*WORK INSTRUCTIONS*:
Your answer must be the records below repeated word for word, with no pictures in it.

=== RECORDS PROVIDED ===

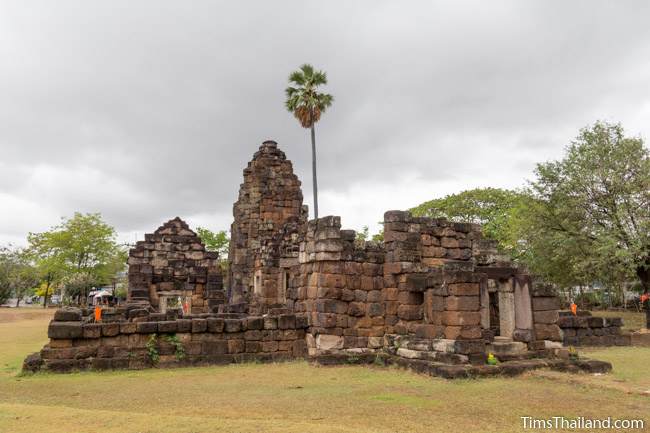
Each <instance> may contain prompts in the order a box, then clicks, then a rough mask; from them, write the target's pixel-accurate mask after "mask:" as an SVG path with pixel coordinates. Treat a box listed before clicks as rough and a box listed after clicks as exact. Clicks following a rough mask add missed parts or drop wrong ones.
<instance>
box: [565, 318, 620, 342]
mask: <svg viewBox="0 0 650 433" xmlns="http://www.w3.org/2000/svg"><path fill="white" fill-rule="evenodd" d="M557 323H558V325H559V327H560V328H561V329H562V337H563V342H564V345H565V346H629V345H630V335H629V334H623V333H622V332H621V326H623V320H622V319H621V318H620V317H607V318H605V317H595V316H592V315H591V313H590V312H589V311H580V312H579V314H578V315H576V316H574V315H573V313H571V312H570V311H561V312H560V313H559V319H558V322H557Z"/></svg>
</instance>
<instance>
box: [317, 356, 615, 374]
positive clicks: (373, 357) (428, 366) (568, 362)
mask: <svg viewBox="0 0 650 433" xmlns="http://www.w3.org/2000/svg"><path fill="white" fill-rule="evenodd" d="M311 359H312V360H313V361H314V362H315V363H317V364H319V365H341V364H374V365H378V366H388V365H395V366H398V367H402V368H406V369H408V370H412V371H414V372H416V373H423V374H428V375H430V376H436V377H443V378H445V379H461V378H478V377H490V376H517V375H520V374H522V373H525V372H527V371H532V370H538V369H542V368H549V369H551V370H555V371H562V372H568V373H579V372H585V373H608V372H610V371H611V370H612V364H610V363H609V362H605V361H598V360H595V359H587V358H580V359H575V360H573V359H561V358H554V359H540V358H536V359H527V360H519V361H506V362H502V363H500V364H498V365H468V364H463V365H450V364H441V363H438V362H431V361H425V360H421V359H408V358H403V357H400V356H393V355H388V354H385V353H361V354H356V353H349V354H344V353H330V354H321V355H319V356H317V357H313V358H311Z"/></svg>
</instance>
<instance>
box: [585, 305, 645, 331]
mask: <svg viewBox="0 0 650 433" xmlns="http://www.w3.org/2000/svg"><path fill="white" fill-rule="evenodd" d="M591 314H593V315H594V316H598V317H621V318H622V319H623V328H621V329H623V330H624V331H636V330H639V329H641V328H645V325H646V323H645V312H640V313H638V312H636V311H597V310H593V311H592V312H591Z"/></svg>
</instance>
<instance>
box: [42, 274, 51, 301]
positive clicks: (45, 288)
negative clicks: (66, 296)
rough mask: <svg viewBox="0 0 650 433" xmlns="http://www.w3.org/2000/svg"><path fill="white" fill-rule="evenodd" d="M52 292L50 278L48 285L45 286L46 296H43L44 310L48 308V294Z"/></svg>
mask: <svg viewBox="0 0 650 433" xmlns="http://www.w3.org/2000/svg"><path fill="white" fill-rule="evenodd" d="M49 291H50V278H49V277H48V278H47V284H46V285H45V295H44V296H43V308H47V294H48V292H49Z"/></svg>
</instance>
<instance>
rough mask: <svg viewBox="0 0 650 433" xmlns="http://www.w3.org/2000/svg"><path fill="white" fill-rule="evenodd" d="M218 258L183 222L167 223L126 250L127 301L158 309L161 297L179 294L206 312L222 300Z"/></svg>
mask: <svg viewBox="0 0 650 433" xmlns="http://www.w3.org/2000/svg"><path fill="white" fill-rule="evenodd" d="M218 258H219V256H218V254H217V253H215V252H209V251H206V250H205V245H203V243H202V242H201V239H200V238H199V237H198V236H197V234H196V233H194V232H193V231H192V230H190V228H189V227H188V225H187V224H186V223H185V222H184V221H182V220H181V219H180V218H178V217H177V218H175V219H173V220H170V221H168V222H166V223H165V224H164V225H162V226H161V227H159V228H158V229H157V230H156V231H155V232H154V233H151V234H146V235H145V239H144V241H138V242H137V243H136V245H135V248H133V249H131V250H130V251H129V258H128V264H129V271H128V279H129V290H128V301H129V302H130V303H135V304H137V303H142V304H144V305H147V304H149V305H151V306H152V307H153V308H154V309H160V308H161V305H160V299H161V297H164V296H167V295H170V296H171V295H176V294H178V295H179V296H181V297H182V298H187V299H191V301H190V304H191V311H192V312H193V313H206V312H208V311H209V310H210V308H212V307H215V306H217V305H219V304H222V303H223V302H224V301H225V294H224V291H223V278H222V272H221V268H220V266H219V263H218Z"/></svg>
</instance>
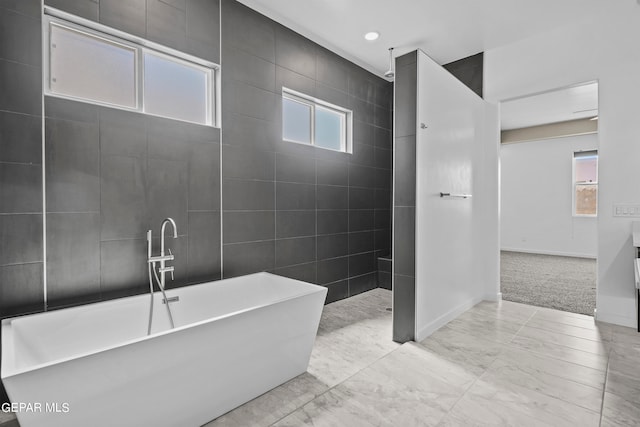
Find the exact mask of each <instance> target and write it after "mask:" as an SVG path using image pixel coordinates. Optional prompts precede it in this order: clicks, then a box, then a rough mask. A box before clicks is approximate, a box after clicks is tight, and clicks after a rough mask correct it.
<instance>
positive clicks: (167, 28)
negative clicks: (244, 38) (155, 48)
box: [44, 0, 220, 63]
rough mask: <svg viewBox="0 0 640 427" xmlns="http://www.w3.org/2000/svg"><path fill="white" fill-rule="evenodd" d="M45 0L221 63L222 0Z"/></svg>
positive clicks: (47, 1)
mask: <svg viewBox="0 0 640 427" xmlns="http://www.w3.org/2000/svg"><path fill="white" fill-rule="evenodd" d="M44 3H45V4H46V5H47V6H52V7H55V8H58V9H60V10H63V11H65V12H69V13H72V14H74V15H77V16H81V17H83V18H87V19H90V20H92V21H96V22H100V23H101V24H104V25H107V26H109V27H112V28H116V29H118V30H122V31H125V32H127V33H130V34H133V35H136V36H139V37H143V38H146V39H147V40H151V41H154V42H157V43H160V44H162V45H165V46H168V47H171V48H174V49H177V50H180V51H182V52H186V53H190V54H192V55H195V56H197V57H200V58H203V59H207V60H209V61H213V62H215V63H219V58H220V31H219V22H220V16H219V14H220V5H219V0H183V1H173V2H170V1H162V0H127V1H121V0H100V1H98V0H45V2H44Z"/></svg>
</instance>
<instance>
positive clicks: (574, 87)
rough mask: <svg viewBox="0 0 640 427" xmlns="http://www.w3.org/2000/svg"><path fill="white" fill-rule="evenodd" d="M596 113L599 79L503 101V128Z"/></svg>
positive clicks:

===

*REPLY*:
Each <instance> may contain prompts in the order a box, then clicks, then a rough mask; from them, write the target's pixel-accurate mask after "mask:" as an SVG path with pixel coordinates. Treat a box listed before clicks as rough and a box listed after clicks as exact. Clicks following a rough mask add missed parts or drop wrong ones.
<instance>
box: [565, 318, 620, 342]
mask: <svg viewBox="0 0 650 433" xmlns="http://www.w3.org/2000/svg"><path fill="white" fill-rule="evenodd" d="M557 323H558V325H559V327H560V328H561V329H562V337H563V342H564V345H565V346H629V345H630V335H629V334H623V333H622V332H621V326H623V320H622V319H621V318H620V317H607V318H605V317H595V316H592V315H591V313H590V312H589V311H580V312H579V314H578V315H576V316H574V315H573V313H571V312H570V311H561V312H560V313H559V319H558V322H557Z"/></svg>
</instance>
<instance>
box: [317, 356, 615, 374]
positive clicks: (373, 357) (428, 366) (568, 362)
mask: <svg viewBox="0 0 650 433" xmlns="http://www.w3.org/2000/svg"><path fill="white" fill-rule="evenodd" d="M311 359H312V360H313V361H314V362H315V363H317V364H319V365H341V364H374V365H378V366H388V365H395V366H398V367H402V368H406V369H408V370H412V371H414V372H416V373H423V374H428V375H430V376H436V377H443V378H445V379H461V378H478V377H490V376H517V375H520V374H522V373H525V372H527V371H532V370H538V369H542V368H549V369H551V370H555V371H562V372H568V373H579V372H585V373H608V372H610V371H611V370H612V364H610V363H609V362H605V361H598V360H595V359H587V358H580V359H575V360H573V359H561V358H554V359H540V358H536V359H527V360H519V361H506V362H502V363H500V364H498V365H468V364H463V365H450V364H441V363H438V362H431V361H425V360H421V359H408V358H403V357H400V356H393V355H388V354H385V353H361V354H356V353H349V354H344V353H330V354H321V355H319V356H317V357H313V358H311Z"/></svg>
</instance>
<instance>
box: [585, 305, 645, 331]
mask: <svg viewBox="0 0 650 433" xmlns="http://www.w3.org/2000/svg"><path fill="white" fill-rule="evenodd" d="M591 314H593V315H594V316H598V317H621V318H622V319H623V328H621V329H623V330H624V331H636V330H639V329H641V328H645V325H646V323H645V312H640V313H638V312H636V311H597V310H593V311H592V312H591Z"/></svg>
</instance>
<instance>
box: [42, 274, 51, 301]
positive clicks: (45, 288)
negative clicks: (66, 296)
rough mask: <svg viewBox="0 0 650 433" xmlns="http://www.w3.org/2000/svg"><path fill="white" fill-rule="evenodd" d="M52 292L50 278L48 285L45 286L46 296H43L44 310L48 308V294Z"/></svg>
mask: <svg viewBox="0 0 650 433" xmlns="http://www.w3.org/2000/svg"><path fill="white" fill-rule="evenodd" d="M49 291H50V278H49V277H48V278H47V284H46V285H45V295H44V296H43V308H47V294H48V292H49Z"/></svg>
</instance>
<instance>
rough mask: <svg viewBox="0 0 650 433" xmlns="http://www.w3.org/2000/svg"><path fill="white" fill-rule="evenodd" d="M218 258L183 222L167 223L126 250L127 301L158 309L161 297L179 294L206 312L222 300Z"/></svg>
mask: <svg viewBox="0 0 650 433" xmlns="http://www.w3.org/2000/svg"><path fill="white" fill-rule="evenodd" d="M218 258H219V256H218V254H217V253H215V252H209V251H206V250H205V245H203V243H202V242H201V239H200V238H199V237H198V236H197V234H196V233H194V232H193V231H192V230H190V228H189V227H188V225H187V224H186V223H185V222H184V221H182V220H181V219H180V218H178V217H177V218H175V219H173V220H170V221H168V222H166V223H165V224H164V225H162V226H161V227H159V228H158V229H157V230H156V231H155V232H154V233H151V234H146V235H145V239H144V241H138V242H137V243H136V245H135V248H133V249H131V250H130V251H129V258H128V264H129V271H128V279H129V290H128V301H129V302H130V303H135V304H137V303H142V304H144V305H147V304H149V305H151V306H152V307H153V308H154V309H160V308H161V305H160V299H161V297H164V296H167V295H170V296H171V295H176V294H178V295H179V296H181V297H182V298H187V299H191V301H190V304H191V311H192V312H193V313H206V312H208V311H209V310H210V308H212V307H215V306H217V305H219V304H222V303H223V302H224V301H225V294H224V291H223V278H222V272H221V268H220V266H219V263H218Z"/></svg>
</instance>
Find the exact mask of each <instance> target and write it after "mask:" as an SVG path using image pixel coordinates. Optional prompts precede it in this order: clicks, then a box, then a rough mask. A box before clicks is approximate, a box after clicks is tight, and clicks after a rough mask correct it.
<instance>
positive clicks: (167, 28)
negative clicks: (244, 38) (155, 48)
box: [44, 0, 220, 63]
rough mask: <svg viewBox="0 0 640 427" xmlns="http://www.w3.org/2000/svg"><path fill="white" fill-rule="evenodd" d="M45 0L221 63L222 0Z"/></svg>
positive clicks: (47, 1)
mask: <svg viewBox="0 0 640 427" xmlns="http://www.w3.org/2000/svg"><path fill="white" fill-rule="evenodd" d="M44 3H45V4H46V5H47V6H52V7H55V8H58V9H60V10H63V11H65V12H69V13H72V14H74V15H77V16H81V17H83V18H87V19H90V20H92V21H96V22H100V23H101V24H104V25H107V26H109V27H112V28H116V29H118V30H122V31H125V32H127V33H130V34H133V35H136V36H139V37H143V38H146V39H147V40H151V41H154V42H157V43H160V44H162V45H165V46H168V47H171V48H174V49H177V50H180V51H182V52H186V53H190V54H192V55H195V56H197V57H200V58H203V59H207V60H209V61H213V62H215V63H219V58H220V31H219V22H220V16H219V14H220V5H219V0H183V1H173V2H170V1H162V0H127V1H121V0H100V1H98V0H45V2H44Z"/></svg>
</instance>
<instance>
positive clicks: (574, 87)
rough mask: <svg viewBox="0 0 640 427" xmlns="http://www.w3.org/2000/svg"><path fill="white" fill-rule="evenodd" d="M596 113L599 79L503 101V128Z"/></svg>
positive clicks:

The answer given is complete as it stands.